§ The problem
Select each line of the items below that contains the string "ceramic", treating uppercase and lowercase letters as different, and copy those lines.

───

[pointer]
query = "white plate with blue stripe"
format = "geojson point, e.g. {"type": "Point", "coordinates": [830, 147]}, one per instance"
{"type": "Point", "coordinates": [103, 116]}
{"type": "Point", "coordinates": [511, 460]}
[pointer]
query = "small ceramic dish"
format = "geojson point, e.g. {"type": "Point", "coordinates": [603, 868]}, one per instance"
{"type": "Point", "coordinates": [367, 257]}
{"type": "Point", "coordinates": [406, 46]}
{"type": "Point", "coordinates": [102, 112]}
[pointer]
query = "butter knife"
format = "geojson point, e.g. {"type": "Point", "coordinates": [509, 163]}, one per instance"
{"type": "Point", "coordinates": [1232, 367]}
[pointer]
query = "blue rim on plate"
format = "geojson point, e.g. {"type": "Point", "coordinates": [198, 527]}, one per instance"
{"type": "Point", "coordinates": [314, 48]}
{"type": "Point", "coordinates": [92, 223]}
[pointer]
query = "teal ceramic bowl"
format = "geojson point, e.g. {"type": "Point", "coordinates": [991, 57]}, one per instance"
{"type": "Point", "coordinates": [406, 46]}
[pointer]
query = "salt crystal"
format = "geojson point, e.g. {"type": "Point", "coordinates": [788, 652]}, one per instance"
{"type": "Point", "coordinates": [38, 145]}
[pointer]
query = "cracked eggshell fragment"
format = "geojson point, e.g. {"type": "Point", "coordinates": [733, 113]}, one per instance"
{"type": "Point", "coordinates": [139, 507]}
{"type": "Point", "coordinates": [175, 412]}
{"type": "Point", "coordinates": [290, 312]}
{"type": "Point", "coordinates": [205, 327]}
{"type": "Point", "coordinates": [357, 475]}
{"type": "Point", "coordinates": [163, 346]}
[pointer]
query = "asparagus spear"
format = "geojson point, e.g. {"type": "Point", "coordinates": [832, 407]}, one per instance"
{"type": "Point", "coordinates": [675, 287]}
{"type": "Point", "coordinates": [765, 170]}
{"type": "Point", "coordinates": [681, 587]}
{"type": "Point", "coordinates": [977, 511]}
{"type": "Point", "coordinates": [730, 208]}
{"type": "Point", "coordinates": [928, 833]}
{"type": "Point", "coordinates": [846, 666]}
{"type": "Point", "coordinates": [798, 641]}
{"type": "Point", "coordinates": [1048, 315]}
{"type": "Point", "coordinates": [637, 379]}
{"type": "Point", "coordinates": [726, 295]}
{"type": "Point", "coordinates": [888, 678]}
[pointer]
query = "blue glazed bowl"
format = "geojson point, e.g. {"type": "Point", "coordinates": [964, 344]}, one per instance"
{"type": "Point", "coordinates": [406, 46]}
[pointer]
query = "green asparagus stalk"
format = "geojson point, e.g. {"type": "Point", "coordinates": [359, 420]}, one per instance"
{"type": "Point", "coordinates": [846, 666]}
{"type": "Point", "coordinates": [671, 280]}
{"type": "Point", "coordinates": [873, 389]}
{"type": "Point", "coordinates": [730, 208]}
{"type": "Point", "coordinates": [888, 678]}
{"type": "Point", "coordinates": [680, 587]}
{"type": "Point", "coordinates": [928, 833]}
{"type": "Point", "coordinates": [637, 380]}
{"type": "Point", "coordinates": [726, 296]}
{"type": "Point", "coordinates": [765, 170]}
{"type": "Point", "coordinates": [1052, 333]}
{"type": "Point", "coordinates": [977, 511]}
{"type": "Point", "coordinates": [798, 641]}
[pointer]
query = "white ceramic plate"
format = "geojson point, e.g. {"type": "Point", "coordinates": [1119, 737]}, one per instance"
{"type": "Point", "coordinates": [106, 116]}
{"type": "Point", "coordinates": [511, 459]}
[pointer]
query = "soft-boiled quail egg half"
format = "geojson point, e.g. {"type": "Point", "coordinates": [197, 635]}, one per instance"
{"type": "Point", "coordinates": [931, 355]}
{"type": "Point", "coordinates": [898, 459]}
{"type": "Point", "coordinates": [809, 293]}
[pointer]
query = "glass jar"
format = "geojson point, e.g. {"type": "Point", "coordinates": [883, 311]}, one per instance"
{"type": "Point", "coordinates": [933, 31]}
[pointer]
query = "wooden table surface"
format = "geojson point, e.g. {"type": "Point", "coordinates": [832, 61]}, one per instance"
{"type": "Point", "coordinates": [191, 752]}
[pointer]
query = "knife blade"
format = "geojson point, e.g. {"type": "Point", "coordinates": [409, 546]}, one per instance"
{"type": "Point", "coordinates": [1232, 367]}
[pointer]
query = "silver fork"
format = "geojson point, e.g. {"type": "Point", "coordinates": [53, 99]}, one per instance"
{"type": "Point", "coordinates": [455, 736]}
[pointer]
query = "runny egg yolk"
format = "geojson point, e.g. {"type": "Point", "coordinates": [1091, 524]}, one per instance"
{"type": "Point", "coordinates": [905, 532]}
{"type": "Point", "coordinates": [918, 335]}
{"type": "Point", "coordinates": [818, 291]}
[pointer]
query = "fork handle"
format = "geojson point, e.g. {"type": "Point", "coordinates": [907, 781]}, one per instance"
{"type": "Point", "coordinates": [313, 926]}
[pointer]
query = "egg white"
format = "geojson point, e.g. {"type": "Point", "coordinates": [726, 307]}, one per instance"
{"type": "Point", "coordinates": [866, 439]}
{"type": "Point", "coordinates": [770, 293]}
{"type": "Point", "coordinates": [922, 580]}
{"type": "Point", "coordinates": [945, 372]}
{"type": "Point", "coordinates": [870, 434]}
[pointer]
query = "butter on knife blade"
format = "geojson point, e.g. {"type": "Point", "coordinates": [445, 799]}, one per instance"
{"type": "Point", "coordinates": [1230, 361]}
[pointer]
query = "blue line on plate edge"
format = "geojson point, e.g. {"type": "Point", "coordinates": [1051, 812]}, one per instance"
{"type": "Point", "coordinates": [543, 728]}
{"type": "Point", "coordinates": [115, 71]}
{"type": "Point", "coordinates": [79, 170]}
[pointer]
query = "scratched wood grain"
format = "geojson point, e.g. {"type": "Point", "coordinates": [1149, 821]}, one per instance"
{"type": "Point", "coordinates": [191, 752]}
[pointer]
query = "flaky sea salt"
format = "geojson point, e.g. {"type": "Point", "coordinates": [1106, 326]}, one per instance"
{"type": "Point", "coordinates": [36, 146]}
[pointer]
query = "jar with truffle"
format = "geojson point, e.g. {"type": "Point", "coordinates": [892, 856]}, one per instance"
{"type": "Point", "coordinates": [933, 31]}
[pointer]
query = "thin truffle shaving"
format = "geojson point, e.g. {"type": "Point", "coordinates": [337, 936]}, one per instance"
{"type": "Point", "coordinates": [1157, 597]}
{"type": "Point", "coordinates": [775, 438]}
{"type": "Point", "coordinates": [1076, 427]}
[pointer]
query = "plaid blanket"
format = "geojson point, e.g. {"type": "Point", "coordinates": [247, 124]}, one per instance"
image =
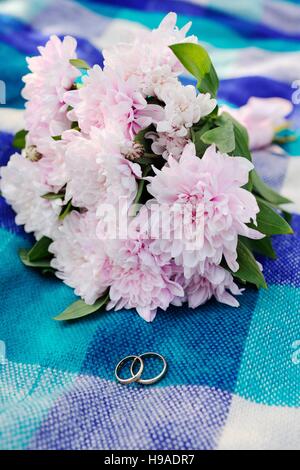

───

§ Full output
query = "small ceramic dish"
query = "teal ceramic bowl"
query = "white ceramic plate"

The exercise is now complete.